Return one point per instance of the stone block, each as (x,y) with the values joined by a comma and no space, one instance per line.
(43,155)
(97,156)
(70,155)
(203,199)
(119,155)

_____

Given instruction — Extract all the entries word for word.

Solution to the exercise —
Return one point per instance of the stone block, each as (x,y) with the values joined by a comma and no space, one instance per line.
(43,155)
(97,156)
(70,155)
(203,199)
(119,155)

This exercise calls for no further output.